--- start RECORDS SHOWN ---

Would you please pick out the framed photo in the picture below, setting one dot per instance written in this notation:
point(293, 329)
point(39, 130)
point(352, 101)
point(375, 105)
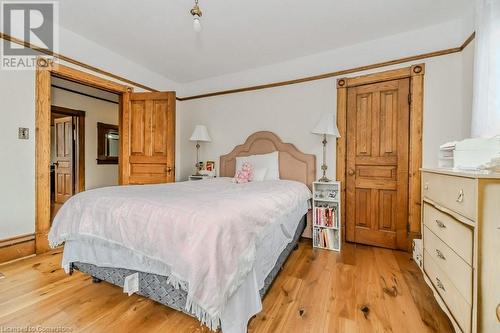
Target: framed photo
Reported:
point(210, 166)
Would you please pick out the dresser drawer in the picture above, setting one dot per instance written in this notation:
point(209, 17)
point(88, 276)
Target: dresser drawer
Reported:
point(456, 304)
point(455, 234)
point(457, 270)
point(455, 193)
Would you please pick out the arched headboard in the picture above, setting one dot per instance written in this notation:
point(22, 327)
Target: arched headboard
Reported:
point(294, 165)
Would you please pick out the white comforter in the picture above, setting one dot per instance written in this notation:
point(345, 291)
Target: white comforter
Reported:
point(205, 231)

--- end RECORDS SHOWN ---

* _THE EXERCISE_:
Copy the lines from the start through the one holding "point(210, 166)", inclusive, with the requests kept as they are and the pictures left out. Scale only the answer coordinates by 1.75, rounding to whole numbers with halves going up.

* _ANSWER IN FULL_:
Would you please pick out the framed photo in the picture below, setting one dot per instance written in this notation:
point(293, 329)
point(39, 130)
point(352, 101)
point(375, 105)
Target: framed photo
Reported:
point(368, 291)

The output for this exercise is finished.